%%
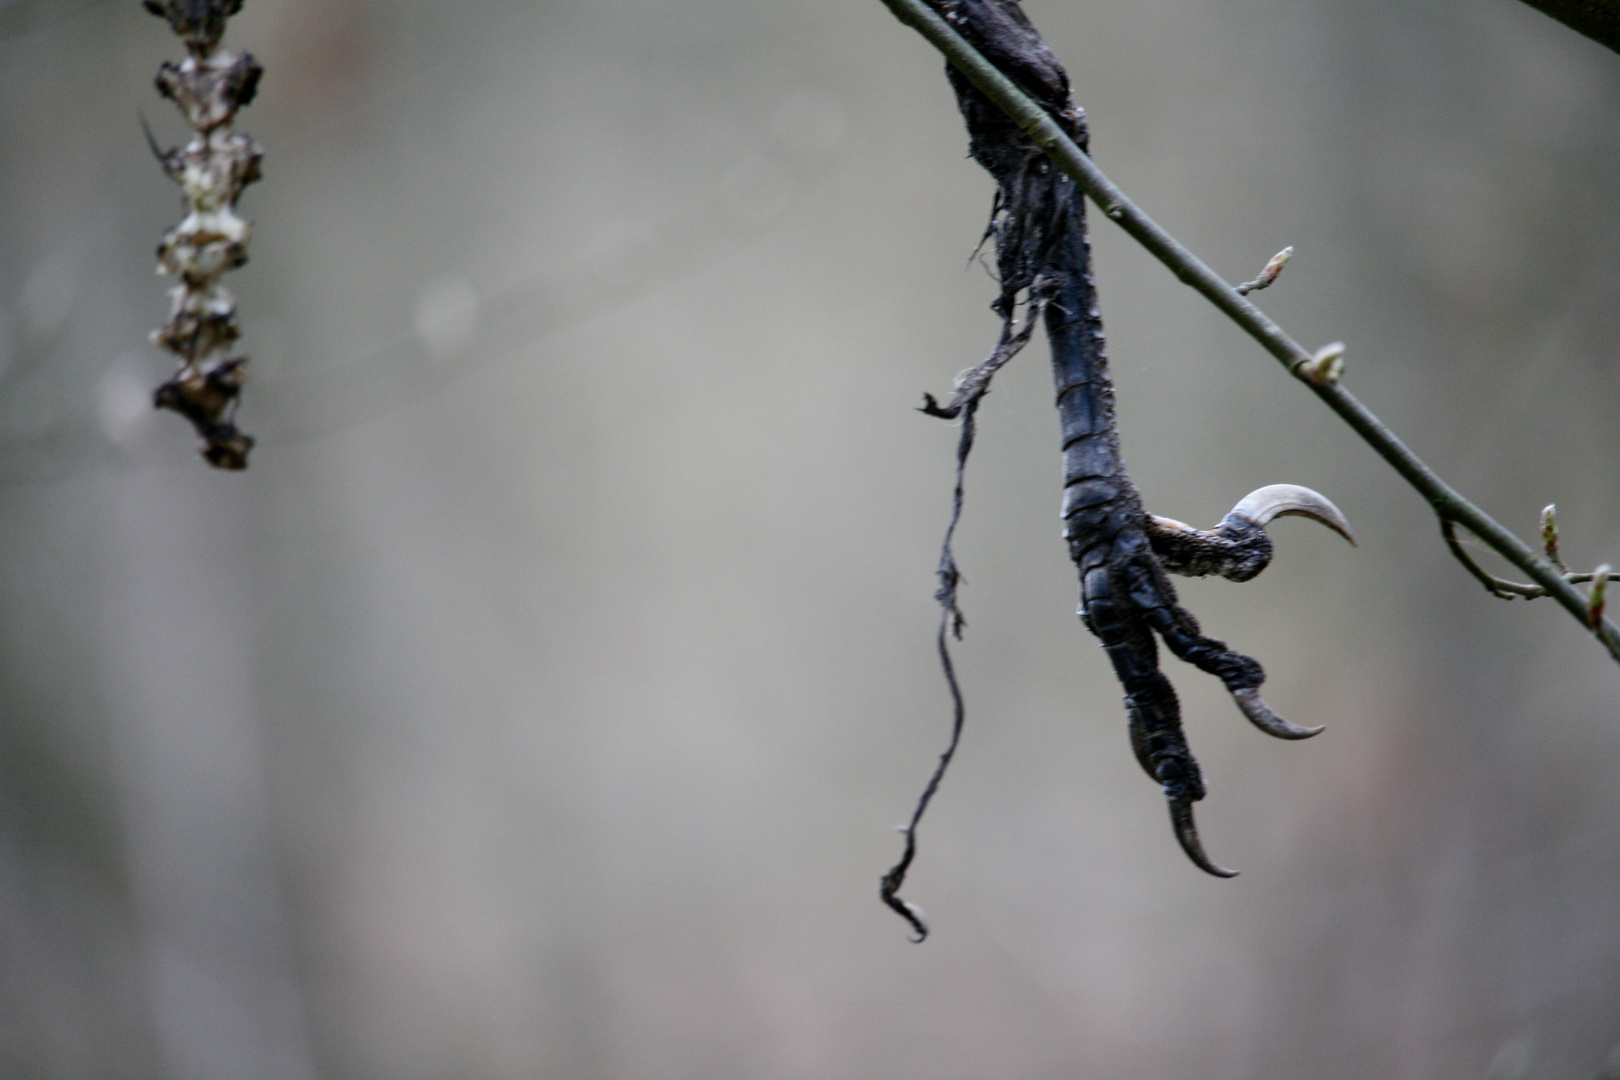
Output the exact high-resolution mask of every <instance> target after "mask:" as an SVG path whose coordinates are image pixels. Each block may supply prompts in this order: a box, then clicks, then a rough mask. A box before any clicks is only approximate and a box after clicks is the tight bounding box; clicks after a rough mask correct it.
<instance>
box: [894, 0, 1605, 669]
mask: <svg viewBox="0 0 1620 1080" xmlns="http://www.w3.org/2000/svg"><path fill="white" fill-rule="evenodd" d="M883 3H885V5H886V6H888V8H889V11H893V13H894V16H896V18H899V19H901V23H906V24H907V26H910V28H912V29H915V31H917V32H919V34H922V36H923V37H927V39H928V42H930V44H932V45H933V47H935V49H938V50H940V52H941V53H943V55H944V58H946V60H948V62H949V63H951V65H953V66H954V68H956V70H957V71H961V73H962V76H964V78H967V79H969V81H970V83H972V84H974V86H977V87H978V89H980V91H982V92H983V94H985V96H987V97H988V99H990V100H993V102H995V104H996V105H998V107H1000V108H1001V110H1003V112H1004V113H1006V115H1008V117H1009V118H1011V120H1013V121H1014V123H1016V125H1017V126H1019V130H1022V131H1024V133H1025V134H1027V136H1029V138H1030V139H1032V141H1034V142H1035V144H1037V146H1040V147H1042V149H1043V151H1045V152H1047V155H1048V157H1050V159H1051V160H1053V162H1056V165H1058V168H1061V170H1063V172H1064V173H1068V175H1069V178H1072V180H1074V183H1076V185H1079V188H1081V189H1082V191H1084V193H1085V194H1087V198H1090V199H1092V202H1095V204H1097V206H1098V207H1100V209H1102V212H1103V214H1105V215H1108V217H1110V219H1111V220H1113V222H1116V223H1118V225H1119V227H1121V228H1124V230H1126V232H1128V233H1129V235H1131V236H1134V238H1136V240H1137V243H1140V244H1142V246H1144V248H1147V249H1149V251H1150V253H1152V254H1153V256H1155V257H1157V259H1158V261H1160V262H1163V264H1165V266H1166V267H1168V269H1170V272H1171V274H1174V275H1176V277H1178V279H1179V280H1181V282H1183V283H1186V285H1191V287H1192V288H1194V290H1197V291H1199V293H1202V295H1204V298H1205V300H1209V301H1210V303H1212V304H1215V306H1217V308H1220V309H1221V311H1223V313H1225V314H1226V316H1228V317H1230V319H1231V321H1233V322H1236V324H1238V325H1239V327H1243V330H1244V332H1247V334H1249V337H1252V338H1254V340H1255V342H1259V343H1260V345H1262V347H1264V348H1265V351H1268V353H1272V356H1275V358H1277V359H1278V361H1281V364H1283V366H1285V368H1286V369H1288V372H1290V374H1293V376H1294V377H1298V379H1299V381H1301V382H1304V384H1306V385H1307V387H1311V392H1312V393H1315V395H1317V397H1319V398H1322V400H1324V402H1325V403H1327V406H1328V408H1332V410H1333V411H1335V413H1338V415H1340V418H1341V419H1343V421H1345V423H1346V424H1349V426H1351V429H1353V431H1354V432H1356V434H1358V436H1361V437H1362V440H1364V442H1366V444H1367V445H1371V447H1372V449H1374V450H1375V452H1377V453H1379V457H1382V458H1383V460H1385V461H1388V463H1390V466H1393V468H1395V471H1396V473H1400V474H1401V478H1403V479H1405V481H1406V483H1408V484H1411V486H1413V487H1414V489H1416V491H1417V494H1421V495H1422V497H1424V499H1427V500H1429V505H1430V507H1432V508H1434V512H1435V515H1439V517H1440V520H1442V521H1455V523H1456V525H1461V526H1463V528H1466V529H1468V531H1469V533H1473V534H1474V536H1477V538H1479V541H1481V542H1482V544H1486V546H1487V547H1489V549H1490V551H1494V552H1497V554H1498V555H1502V557H1503V559H1507V560H1508V562H1510V563H1513V565H1515V567H1518V568H1520V570H1523V572H1524V573H1526V575H1528V576H1529V578H1531V580H1533V581H1534V583H1536V585H1539V586H1541V588H1542V589H1545V594H1547V596H1552V597H1554V599H1557V601H1558V604H1560V606H1562V607H1563V609H1565V610H1568V612H1570V614H1571V615H1573V617H1575V619H1576V622H1579V623H1581V625H1583V627H1588V628H1589V630H1591V631H1592V635H1594V636H1596V638H1597V640H1599V641H1601V643H1602V644H1604V648H1605V649H1609V654H1610V656H1612V657H1614V659H1615V662H1620V630H1617V628H1615V625H1614V622H1610V620H1607V619H1602V617H1597V619H1592V614H1591V607H1589V602H1588V597H1584V596H1581V593H1579V591H1578V589H1576V588H1575V586H1573V585H1570V581H1568V580H1565V576H1563V575H1562V573H1560V572H1558V568H1557V567H1555V565H1554V563H1552V562H1549V560H1547V559H1544V557H1542V555H1537V554H1536V552H1534V551H1533V549H1531V547H1529V546H1528V544H1526V542H1524V541H1521V539H1520V538H1518V536H1515V534H1513V533H1511V531H1508V529H1505V528H1503V526H1502V525H1498V523H1497V521H1495V520H1492V517H1490V515H1489V513H1486V512H1484V510H1481V508H1479V507H1477V505H1474V504H1473V502H1469V500H1468V499H1464V497H1463V495H1461V494H1460V492H1458V491H1456V489H1455V487H1452V486H1450V484H1447V483H1445V481H1443V479H1440V476H1439V474H1437V473H1435V471H1434V470H1432V468H1429V466H1427V465H1426V463H1424V461H1422V460H1421V458H1419V457H1417V455H1416V453H1413V452H1411V449H1409V447H1408V445H1406V444H1405V442H1401V440H1400V439H1398V437H1396V436H1395V432H1393V431H1390V429H1388V427H1387V426H1385V424H1383V421H1380V419H1379V418H1377V416H1374V415H1372V411H1371V410H1369V408H1367V406H1366V405H1362V403H1361V402H1359V400H1356V397H1354V395H1353V393H1351V392H1349V390H1346V389H1345V387H1343V385H1341V384H1340V382H1338V381H1336V379H1312V377H1311V374H1314V372H1312V368H1311V361H1312V353H1309V351H1307V350H1306V348H1304V347H1301V345H1299V343H1298V342H1294V338H1291V337H1290V335H1288V334H1285V332H1283V329H1281V327H1280V325H1277V322H1273V321H1272V319H1270V317H1268V316H1267V314H1265V313H1264V311H1260V309H1259V308H1255V306H1254V303H1251V301H1249V300H1247V298H1244V296H1243V295H1241V293H1238V290H1234V288H1233V287H1231V285H1228V283H1226V282H1225V280H1221V277H1220V275H1218V274H1215V272H1213V270H1212V269H1209V267H1207V266H1205V264H1204V262H1202V261H1200V259H1199V257H1197V256H1196V254H1192V253H1191V251H1187V249H1186V248H1184V246H1181V243H1179V241H1176V238H1174V236H1171V235H1170V233H1166V232H1165V230H1163V228H1162V227H1160V225H1158V223H1157V222H1153V219H1150V217H1149V215H1147V214H1144V212H1142V210H1140V209H1137V206H1136V204H1134V202H1132V201H1131V199H1128V198H1126V196H1124V193H1123V191H1119V188H1116V186H1115V183H1113V181H1111V180H1108V176H1105V175H1103V173H1102V170H1100V168H1097V165H1095V164H1093V162H1092V159H1090V157H1089V155H1087V154H1085V152H1084V151H1081V147H1079V146H1076V144H1074V141H1072V139H1071V138H1069V136H1068V134H1066V133H1064V131H1063V128H1061V126H1058V123H1056V121H1055V120H1053V118H1051V117H1050V115H1048V113H1047V110H1043V108H1042V107H1040V105H1038V104H1035V102H1034V100H1032V99H1030V97H1029V96H1027V94H1024V92H1022V91H1021V89H1019V87H1017V86H1014V84H1013V81H1011V79H1008V78H1006V76H1004V74H1003V73H1001V71H1000V70H996V66H995V65H991V63H990V62H988V60H985V57H983V55H982V53H980V52H978V50H977V49H974V47H972V45H970V44H969V42H967V40H966V39H964V37H962V36H961V34H957V32H956V29H954V28H951V24H949V23H948V21H946V19H944V18H943V16H941V15H940V13H938V11H936V10H935V8H933V6H930V5H928V3H925V0H883Z"/></svg>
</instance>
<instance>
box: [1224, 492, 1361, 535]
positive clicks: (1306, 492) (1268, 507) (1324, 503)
mask: <svg viewBox="0 0 1620 1080" xmlns="http://www.w3.org/2000/svg"><path fill="white" fill-rule="evenodd" d="M1231 512H1233V513H1236V515H1241V517H1244V518H1249V520H1251V521H1254V523H1255V525H1259V526H1260V528H1265V526H1267V525H1270V523H1272V521H1273V520H1275V518H1285V517H1290V515H1293V517H1301V518H1311V520H1312V521H1320V523H1322V525H1325V526H1328V528H1330V529H1333V531H1335V533H1338V534H1340V536H1343V538H1345V539H1348V541H1349V546H1351V547H1354V546H1356V538H1354V536H1353V534H1351V531H1349V521H1348V520H1346V518H1345V515H1343V513H1341V512H1340V508H1338V507H1335V505H1333V502H1332V500H1330V499H1328V497H1327V495H1324V494H1320V492H1315V491H1311V489H1309V487H1301V486H1299V484H1268V486H1267V487H1259V489H1255V491H1251V492H1249V494H1247V495H1244V497H1243V500H1241V502H1239V504H1238V505H1236V507H1233V508H1231Z"/></svg>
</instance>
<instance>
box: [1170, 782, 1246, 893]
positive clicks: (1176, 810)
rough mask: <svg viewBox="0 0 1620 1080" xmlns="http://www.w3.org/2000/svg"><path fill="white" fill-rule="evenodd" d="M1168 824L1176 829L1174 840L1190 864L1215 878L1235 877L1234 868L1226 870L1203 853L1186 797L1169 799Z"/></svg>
mask: <svg viewBox="0 0 1620 1080" xmlns="http://www.w3.org/2000/svg"><path fill="white" fill-rule="evenodd" d="M1170 826H1171V827H1173V829H1174V831H1176V840H1179V844H1181V850H1183V852H1186V853H1187V858H1191V860H1192V865H1194V866H1197V868H1199V870H1202V871H1204V873H1205V874H1213V876H1215V878H1236V876H1238V871H1236V870H1226V868H1225V866H1221V865H1220V863H1215V861H1212V860H1210V857H1209V855H1205V853H1204V844H1202V842H1199V827H1197V824H1196V823H1194V821H1192V803H1191V800H1186V798H1171V800H1170Z"/></svg>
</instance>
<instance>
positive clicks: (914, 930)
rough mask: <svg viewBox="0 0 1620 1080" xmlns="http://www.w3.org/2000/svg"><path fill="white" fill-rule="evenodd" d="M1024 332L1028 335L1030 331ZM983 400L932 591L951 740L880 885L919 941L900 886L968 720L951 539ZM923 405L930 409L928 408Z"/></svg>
mask: <svg viewBox="0 0 1620 1080" xmlns="http://www.w3.org/2000/svg"><path fill="white" fill-rule="evenodd" d="M1025 337H1029V335H1027V334H1025ZM998 351H1000V350H998ZM987 363H988V361H987ZM928 400H930V403H932V402H933V398H932V397H930V398H928ZM982 400H983V393H978V395H977V397H970V398H967V402H966V403H964V405H962V411H961V416H962V434H961V437H959V439H957V440H956V494H954V499H953V502H951V523H949V525H948V526H944V542H943V544H941V546H940V570H938V575H940V588H938V591H935V594H933V599H936V601H940V640H938V646H940V667H941V669H943V670H944V682H946V685H948V687H949V688H951V742H949V743H948V745H946V748H944V753H943V755H940V764H936V766H935V767H933V776H930V777H928V784H927V787H923V789H922V795H920V797H919V798H917V806H915V808H914V810H912V819H910V821H909V823H907V824H906V826H902V827H901V832H902V834H906V850H904V852H901V860H899V861H897V863H894V866H891V868H889V871H888V873H886V874H883V884H881V889H880V891H878V895H880V897H883V902H885V904H888V905H889V907H891V908H893V910H894V912H896V913H897V915H899V916H901V918H904V920H906V921H907V923H910V928H912V929H914V931H917V936H915V938H912V941H915V942H922V941H923V938H927V936H928V925H927V923H925V921H923V918H922V908H919V907H917V905H915V904H912V902H909V900H904V899H902V897H901V886H904V884H906V871H909V870H910V865H912V860H914V858H917V826H919V824H920V823H922V816H923V813H925V811H927V810H928V803H930V801H933V793H935V792H938V790H940V782H941V780H944V771H946V769H949V767H951V758H954V756H956V748H957V746H959V745H961V742H962V725H964V722H966V721H967V703H966V701H964V699H962V687H961V683H957V680H956V665H954V664H953V662H951V638H956V640H957V641H961V640H962V627H964V625H967V620H966V619H962V609H961V607H959V606H957V602H956V586H959V585H961V583H962V572H961V570H959V568H957V567H956V552H954V551H953V549H951V541H953V539H954V538H956V526H957V523H959V521H961V520H962V486H964V481H966V479H967V455H969V453H972V452H974V416H975V415H977V413H978V403H980V402H982ZM923 411H930V410H927V408H925V410H923ZM932 415H935V416H938V415H941V411H940V410H935V411H933V413H932Z"/></svg>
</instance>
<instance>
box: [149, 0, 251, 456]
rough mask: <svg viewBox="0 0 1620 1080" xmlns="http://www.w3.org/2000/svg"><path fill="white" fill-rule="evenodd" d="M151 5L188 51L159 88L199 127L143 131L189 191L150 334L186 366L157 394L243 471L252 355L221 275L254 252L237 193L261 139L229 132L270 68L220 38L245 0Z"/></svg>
mask: <svg viewBox="0 0 1620 1080" xmlns="http://www.w3.org/2000/svg"><path fill="white" fill-rule="evenodd" d="M144 6H146V10H147V11H151V13H152V15H156V16H159V18H162V19H167V21H168V28H170V29H172V31H173V32H175V36H177V37H180V39H181V40H183V42H185V44H186V53H188V55H186V58H185V60H181V62H180V63H170V62H167V60H165V62H164V65H162V66H160V68H159V70H157V92H159V94H162V96H164V97H167V99H170V100H172V102H175V105H178V107H180V112H181V113H183V115H185V118H186V123H190V125H191V128H193V131H196V134H194V136H193V138H191V141H190V142H186V144H185V146H183V147H175V149H170V151H164V149H159V146H157V141H156V139H154V138H152V133H151V130H147V133H146V139H147V142H149V144H151V147H152V154H154V155H156V157H157V162H159V164H160V165H162V167H164V173H165V175H167V176H168V178H170V180H173V181H175V183H177V185H180V189H181V191H183V193H185V209H186V215H185V217H183V219H181V220H180V223H178V225H175V227H172V228H170V230H167V232H165V233H164V243H160V244H159V248H157V264H159V269H162V270H164V272H167V274H172V275H173V277H178V279H180V283H178V285H175V287H173V288H172V290H170V293H168V295H170V300H172V306H170V309H168V322H167V324H165V325H164V329H160V330H157V332H156V334H154V335H152V342H154V343H156V345H162V347H164V348H167V350H168V351H170V353H173V355H175V356H178V358H180V369H178V371H177V372H175V374H173V376H172V377H170V379H168V382H165V384H164V385H160V387H157V393H156V395H154V402H156V405H157V406H159V408H170V410H173V411H177V413H180V415H181V416H185V418H186V419H190V421H191V424H193V426H194V427H196V429H198V436H201V437H203V457H204V458H206V460H207V463H209V465H212V466H215V468H225V470H245V468H248V452H249V450H251V449H253V437H251V436H246V434H243V432H241V431H238V429H237V402H238V397H240V395H241V384H243V381H245V377H246V372H245V371H243V368H245V366H246V363H248V358H246V356H241V355H237V353H235V348H233V347H235V343H237V338H238V337H240V330H237V298H235V296H233V295H232V293H230V290H227V288H225V287H224V285H220V283H219V279H220V277H222V275H224V274H225V272H227V270H235V269H237V267H240V266H241V264H245V262H246V261H248V241H249V240H251V236H253V227H251V225H249V223H248V222H245V220H243V219H240V217H237V199H238V198H241V191H243V188H246V186H248V185H249V183H253V181H254V180H258V178H259V160H261V159H262V157H264V147H261V146H259V144H258V142H254V141H253V138H249V136H246V134H238V133H235V131H232V130H230V121H232V118H233V117H235V115H237V110H238V108H241V107H243V105H248V104H251V102H253V96H254V94H256V92H258V89H259V76H261V74H264V68H261V66H259V63H258V62H256V60H254V58H253V53H249V52H245V53H241V55H235V53H232V52H228V50H222V49H220V47H219V39H220V37H224V36H225V21H227V19H228V18H230V16H232V15H235V13H237V11H240V10H241V0H167V2H165V3H160V2H159V0H144Z"/></svg>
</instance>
%%
Brief: Scan the records above and count the lines that contain "positive". No text besides the count.

Output of the task: 3